* Begin *

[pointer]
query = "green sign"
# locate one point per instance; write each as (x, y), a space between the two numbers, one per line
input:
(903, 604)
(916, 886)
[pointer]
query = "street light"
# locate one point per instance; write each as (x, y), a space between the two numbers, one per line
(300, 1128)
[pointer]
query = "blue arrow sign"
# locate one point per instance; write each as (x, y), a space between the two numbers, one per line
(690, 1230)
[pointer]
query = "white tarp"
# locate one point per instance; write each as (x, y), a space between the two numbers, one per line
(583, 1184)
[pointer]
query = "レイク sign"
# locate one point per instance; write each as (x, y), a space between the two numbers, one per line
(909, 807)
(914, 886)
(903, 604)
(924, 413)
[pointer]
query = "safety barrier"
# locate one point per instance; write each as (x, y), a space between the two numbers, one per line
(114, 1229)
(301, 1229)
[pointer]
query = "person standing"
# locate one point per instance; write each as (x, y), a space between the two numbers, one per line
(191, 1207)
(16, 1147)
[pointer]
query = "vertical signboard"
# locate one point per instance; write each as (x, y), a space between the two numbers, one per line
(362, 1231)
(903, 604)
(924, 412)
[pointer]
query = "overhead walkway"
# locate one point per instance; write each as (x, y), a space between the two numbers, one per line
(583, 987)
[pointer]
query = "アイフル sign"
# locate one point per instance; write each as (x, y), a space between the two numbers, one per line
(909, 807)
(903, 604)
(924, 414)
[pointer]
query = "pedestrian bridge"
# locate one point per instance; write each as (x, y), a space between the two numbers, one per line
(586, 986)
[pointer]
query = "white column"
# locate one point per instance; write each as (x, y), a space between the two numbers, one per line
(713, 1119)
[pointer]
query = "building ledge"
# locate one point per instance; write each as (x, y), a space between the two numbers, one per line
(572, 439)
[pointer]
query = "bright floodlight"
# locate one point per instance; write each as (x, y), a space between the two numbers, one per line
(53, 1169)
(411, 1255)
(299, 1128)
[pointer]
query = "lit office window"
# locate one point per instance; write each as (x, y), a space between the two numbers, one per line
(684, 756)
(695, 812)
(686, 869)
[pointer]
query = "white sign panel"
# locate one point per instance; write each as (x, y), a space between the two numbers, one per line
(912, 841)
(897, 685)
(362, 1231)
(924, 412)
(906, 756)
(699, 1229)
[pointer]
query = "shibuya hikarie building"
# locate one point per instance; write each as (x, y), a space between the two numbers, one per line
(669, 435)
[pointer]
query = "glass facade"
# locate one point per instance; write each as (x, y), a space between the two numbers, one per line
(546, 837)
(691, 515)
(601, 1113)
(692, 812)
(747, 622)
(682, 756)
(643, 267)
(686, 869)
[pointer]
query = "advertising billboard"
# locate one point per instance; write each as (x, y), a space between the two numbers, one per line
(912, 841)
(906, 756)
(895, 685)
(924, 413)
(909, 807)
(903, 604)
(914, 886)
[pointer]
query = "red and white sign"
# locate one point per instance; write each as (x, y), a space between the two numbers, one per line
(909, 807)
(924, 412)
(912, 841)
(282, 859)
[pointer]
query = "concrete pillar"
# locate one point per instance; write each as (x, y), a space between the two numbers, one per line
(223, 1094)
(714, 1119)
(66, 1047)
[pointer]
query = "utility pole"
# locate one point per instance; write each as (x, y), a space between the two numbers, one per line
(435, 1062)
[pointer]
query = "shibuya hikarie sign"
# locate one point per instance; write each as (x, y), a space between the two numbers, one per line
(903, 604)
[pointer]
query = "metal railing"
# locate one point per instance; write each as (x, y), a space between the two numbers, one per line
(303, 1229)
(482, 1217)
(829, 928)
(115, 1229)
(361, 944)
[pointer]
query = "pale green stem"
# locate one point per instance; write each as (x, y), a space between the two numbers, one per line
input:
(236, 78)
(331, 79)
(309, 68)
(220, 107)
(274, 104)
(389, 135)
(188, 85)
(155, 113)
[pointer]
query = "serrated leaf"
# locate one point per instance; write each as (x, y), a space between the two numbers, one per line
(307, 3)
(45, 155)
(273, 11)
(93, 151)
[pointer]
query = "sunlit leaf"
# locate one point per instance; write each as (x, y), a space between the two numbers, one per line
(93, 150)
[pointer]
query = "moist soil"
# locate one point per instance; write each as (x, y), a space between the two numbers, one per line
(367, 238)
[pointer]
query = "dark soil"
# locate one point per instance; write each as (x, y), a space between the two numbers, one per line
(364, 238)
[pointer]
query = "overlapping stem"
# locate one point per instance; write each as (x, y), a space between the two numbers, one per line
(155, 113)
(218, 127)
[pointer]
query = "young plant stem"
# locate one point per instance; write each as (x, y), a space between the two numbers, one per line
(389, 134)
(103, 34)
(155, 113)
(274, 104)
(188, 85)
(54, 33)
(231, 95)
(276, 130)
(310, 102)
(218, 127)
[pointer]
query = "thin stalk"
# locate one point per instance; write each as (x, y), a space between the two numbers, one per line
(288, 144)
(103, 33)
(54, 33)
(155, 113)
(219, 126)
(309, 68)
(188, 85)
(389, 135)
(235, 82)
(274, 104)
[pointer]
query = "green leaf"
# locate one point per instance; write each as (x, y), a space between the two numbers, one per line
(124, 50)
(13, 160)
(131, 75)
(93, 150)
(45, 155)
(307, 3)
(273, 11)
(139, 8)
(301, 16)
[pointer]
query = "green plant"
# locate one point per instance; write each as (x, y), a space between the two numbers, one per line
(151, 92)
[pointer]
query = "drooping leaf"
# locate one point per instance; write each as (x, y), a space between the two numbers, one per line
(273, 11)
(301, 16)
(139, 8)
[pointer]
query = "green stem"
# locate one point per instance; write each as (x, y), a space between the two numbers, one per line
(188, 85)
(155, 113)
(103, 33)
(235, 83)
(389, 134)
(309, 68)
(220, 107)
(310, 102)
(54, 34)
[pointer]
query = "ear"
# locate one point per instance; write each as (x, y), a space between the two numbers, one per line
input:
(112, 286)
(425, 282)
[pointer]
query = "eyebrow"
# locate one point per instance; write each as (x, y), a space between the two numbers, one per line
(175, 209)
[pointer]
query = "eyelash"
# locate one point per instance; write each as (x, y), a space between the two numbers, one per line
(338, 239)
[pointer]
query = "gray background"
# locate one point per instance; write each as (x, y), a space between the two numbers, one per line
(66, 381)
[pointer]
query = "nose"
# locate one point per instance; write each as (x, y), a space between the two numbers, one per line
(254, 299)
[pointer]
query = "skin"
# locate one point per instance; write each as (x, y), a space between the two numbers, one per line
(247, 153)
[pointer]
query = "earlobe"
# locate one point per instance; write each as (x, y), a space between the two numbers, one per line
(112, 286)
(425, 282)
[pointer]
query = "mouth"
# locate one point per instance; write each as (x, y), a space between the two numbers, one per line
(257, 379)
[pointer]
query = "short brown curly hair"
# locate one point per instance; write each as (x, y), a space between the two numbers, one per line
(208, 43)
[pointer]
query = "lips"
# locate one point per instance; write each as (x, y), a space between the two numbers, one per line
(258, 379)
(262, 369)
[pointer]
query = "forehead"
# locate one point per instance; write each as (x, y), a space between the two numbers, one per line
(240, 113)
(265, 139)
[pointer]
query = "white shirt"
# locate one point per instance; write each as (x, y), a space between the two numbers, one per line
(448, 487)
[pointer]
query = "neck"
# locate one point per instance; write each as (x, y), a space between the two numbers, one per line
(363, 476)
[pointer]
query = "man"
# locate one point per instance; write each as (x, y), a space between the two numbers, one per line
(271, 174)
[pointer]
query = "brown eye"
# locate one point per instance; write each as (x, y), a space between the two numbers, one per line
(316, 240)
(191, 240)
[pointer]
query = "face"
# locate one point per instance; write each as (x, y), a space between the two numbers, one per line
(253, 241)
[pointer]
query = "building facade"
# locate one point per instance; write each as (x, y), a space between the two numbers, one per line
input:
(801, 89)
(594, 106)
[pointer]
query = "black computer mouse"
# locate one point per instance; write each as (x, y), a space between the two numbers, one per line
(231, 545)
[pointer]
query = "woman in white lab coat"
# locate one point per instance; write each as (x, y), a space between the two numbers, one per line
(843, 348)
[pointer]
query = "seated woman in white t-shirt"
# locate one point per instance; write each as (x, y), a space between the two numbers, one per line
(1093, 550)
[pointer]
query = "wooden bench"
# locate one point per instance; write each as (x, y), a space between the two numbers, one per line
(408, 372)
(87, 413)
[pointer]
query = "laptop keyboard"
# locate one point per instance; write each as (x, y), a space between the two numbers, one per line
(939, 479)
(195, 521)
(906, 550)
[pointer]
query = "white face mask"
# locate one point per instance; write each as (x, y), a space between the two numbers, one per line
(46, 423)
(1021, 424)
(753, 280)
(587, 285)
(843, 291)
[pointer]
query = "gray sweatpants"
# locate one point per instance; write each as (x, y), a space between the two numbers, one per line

* End *

● Exercise description
Pick out every line in the records that contains the word "gray".

● Right answer
query = "gray background"
query = "gray sweatpants"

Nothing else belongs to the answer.